Material for the task section start

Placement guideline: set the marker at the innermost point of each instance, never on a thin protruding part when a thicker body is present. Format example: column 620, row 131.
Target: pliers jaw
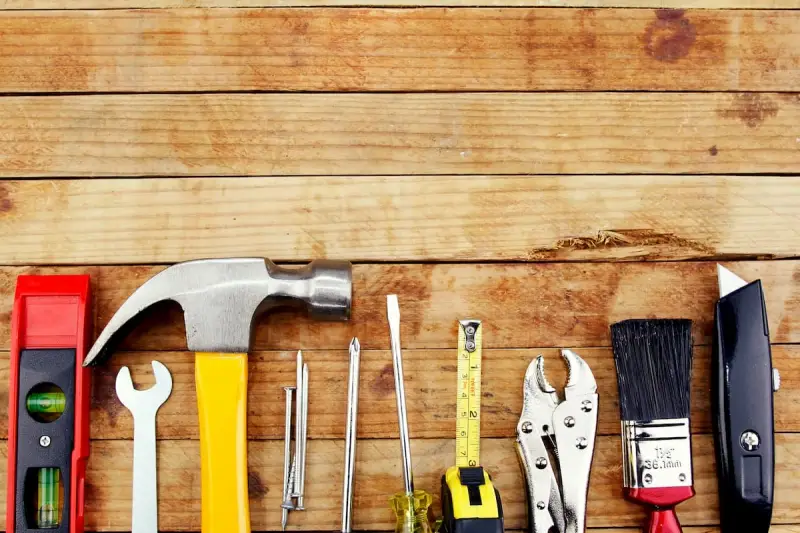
column 570, row 427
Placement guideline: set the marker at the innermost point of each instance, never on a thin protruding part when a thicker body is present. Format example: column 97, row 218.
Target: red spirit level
column 48, row 433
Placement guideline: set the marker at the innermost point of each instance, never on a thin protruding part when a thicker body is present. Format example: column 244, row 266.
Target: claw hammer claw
column 221, row 299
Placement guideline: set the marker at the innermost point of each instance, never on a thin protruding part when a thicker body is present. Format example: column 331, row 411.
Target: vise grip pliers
column 562, row 431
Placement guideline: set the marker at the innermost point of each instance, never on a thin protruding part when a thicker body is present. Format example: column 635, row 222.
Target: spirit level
column 48, row 434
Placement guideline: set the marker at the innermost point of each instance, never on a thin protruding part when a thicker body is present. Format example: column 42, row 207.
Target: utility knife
column 743, row 384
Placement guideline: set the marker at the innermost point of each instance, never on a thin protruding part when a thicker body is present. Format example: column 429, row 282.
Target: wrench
column 143, row 405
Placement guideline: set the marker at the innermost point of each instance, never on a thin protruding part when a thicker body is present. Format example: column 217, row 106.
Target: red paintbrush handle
column 662, row 521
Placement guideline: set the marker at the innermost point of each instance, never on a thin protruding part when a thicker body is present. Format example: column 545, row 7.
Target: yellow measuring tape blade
column 468, row 395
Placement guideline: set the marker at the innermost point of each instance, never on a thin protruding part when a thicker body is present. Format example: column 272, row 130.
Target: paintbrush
column 654, row 369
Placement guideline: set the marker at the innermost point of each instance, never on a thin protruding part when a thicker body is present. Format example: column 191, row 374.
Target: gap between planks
column 378, row 474
column 410, row 4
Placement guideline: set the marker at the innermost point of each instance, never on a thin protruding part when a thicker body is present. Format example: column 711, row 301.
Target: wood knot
column 670, row 37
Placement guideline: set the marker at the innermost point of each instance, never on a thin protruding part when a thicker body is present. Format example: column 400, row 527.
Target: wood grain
column 378, row 475
column 522, row 305
column 156, row 4
column 380, row 134
column 430, row 389
column 398, row 50
column 564, row 218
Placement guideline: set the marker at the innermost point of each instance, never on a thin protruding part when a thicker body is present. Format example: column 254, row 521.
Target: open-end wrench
column 143, row 405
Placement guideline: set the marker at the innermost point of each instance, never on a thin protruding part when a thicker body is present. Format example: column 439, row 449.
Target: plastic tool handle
column 663, row 521
column 145, row 488
column 743, row 411
column 412, row 511
column 221, row 381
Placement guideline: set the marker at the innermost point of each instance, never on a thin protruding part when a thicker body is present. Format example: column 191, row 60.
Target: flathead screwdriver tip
column 392, row 309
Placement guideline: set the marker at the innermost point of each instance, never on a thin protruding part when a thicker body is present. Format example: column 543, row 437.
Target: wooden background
column 548, row 166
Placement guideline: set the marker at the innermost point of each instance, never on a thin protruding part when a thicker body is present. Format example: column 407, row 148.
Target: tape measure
column 470, row 503
column 468, row 400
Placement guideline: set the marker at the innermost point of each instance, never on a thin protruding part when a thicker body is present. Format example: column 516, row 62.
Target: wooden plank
column 158, row 4
column 378, row 134
column 378, row 475
column 561, row 218
column 523, row 305
column 430, row 389
column 428, row 49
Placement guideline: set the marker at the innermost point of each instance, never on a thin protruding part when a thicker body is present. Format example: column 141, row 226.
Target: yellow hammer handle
column 221, row 380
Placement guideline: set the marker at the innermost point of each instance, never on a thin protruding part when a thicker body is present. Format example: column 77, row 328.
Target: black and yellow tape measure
column 470, row 503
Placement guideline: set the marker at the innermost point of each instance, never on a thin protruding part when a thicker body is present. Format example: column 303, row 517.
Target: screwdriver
column 410, row 506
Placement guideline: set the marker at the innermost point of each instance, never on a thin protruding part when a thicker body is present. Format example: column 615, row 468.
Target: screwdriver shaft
column 301, row 463
column 393, row 315
column 298, row 429
column 350, row 437
column 287, row 456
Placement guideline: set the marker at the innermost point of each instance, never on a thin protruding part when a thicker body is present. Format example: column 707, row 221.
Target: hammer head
column 221, row 298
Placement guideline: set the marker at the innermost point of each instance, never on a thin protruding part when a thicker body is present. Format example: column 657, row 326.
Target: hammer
column 221, row 299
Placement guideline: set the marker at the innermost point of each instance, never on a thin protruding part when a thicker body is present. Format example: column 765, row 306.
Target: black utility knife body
column 743, row 383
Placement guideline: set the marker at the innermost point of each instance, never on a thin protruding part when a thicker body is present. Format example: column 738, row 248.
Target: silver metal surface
column 656, row 453
column 350, row 436
column 221, row 298
column 568, row 429
column 393, row 315
column 143, row 405
column 728, row 281
column 287, row 458
column 301, row 461
column 750, row 441
column 298, row 425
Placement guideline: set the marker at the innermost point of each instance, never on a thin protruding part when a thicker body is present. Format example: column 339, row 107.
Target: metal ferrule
column 656, row 453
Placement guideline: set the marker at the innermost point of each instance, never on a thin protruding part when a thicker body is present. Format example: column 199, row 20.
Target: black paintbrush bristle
column 654, row 368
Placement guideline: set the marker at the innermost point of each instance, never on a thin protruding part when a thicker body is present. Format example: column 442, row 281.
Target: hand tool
column 221, row 298
column 410, row 506
column 302, row 413
column 557, row 435
column 143, row 405
column 654, row 371
column 287, row 503
column 470, row 503
column 350, row 436
column 294, row 484
column 298, row 429
column 743, row 383
column 48, row 397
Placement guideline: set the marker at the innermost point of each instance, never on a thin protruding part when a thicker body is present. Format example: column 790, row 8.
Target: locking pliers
column 562, row 431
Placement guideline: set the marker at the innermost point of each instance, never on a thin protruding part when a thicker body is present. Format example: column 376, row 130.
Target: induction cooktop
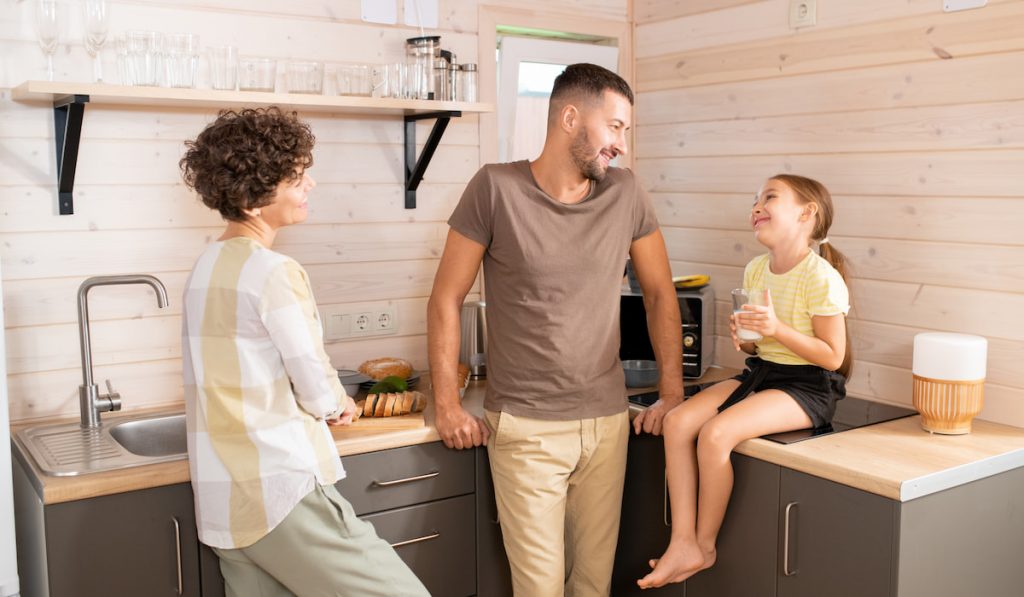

Material for the task section end

Transcribe exactly the lines from the one containing "442, row 281." through the last line of the records above, and nothing else. Leave out the pictures.

_Solution for this task:_
Placement guideline: set the marker at the innermost point of each instance, never on a thin protruding part when a thicker body is present. Format example: column 442, row 281.
Target: hand tool
column 221, row 298
column 410, row 506
column 302, row 413
column 557, row 435
column 143, row 405
column 654, row 371
column 287, row 503
column 470, row 503
column 350, row 436
column 294, row 484
column 298, row 429
column 743, row 383
column 48, row 397
Placement guideline: set the marker at the innermost point of each instance, never on a thin protruding part when a thicker body is present. Format example: column 790, row 8.
Target: locking pliers
column 562, row 431
Placement guideline: set the marker at the innermost point of each instance, never on a thin protruding part when a thicker body is present. Format example: column 376, row 130.
Target: induction cooktop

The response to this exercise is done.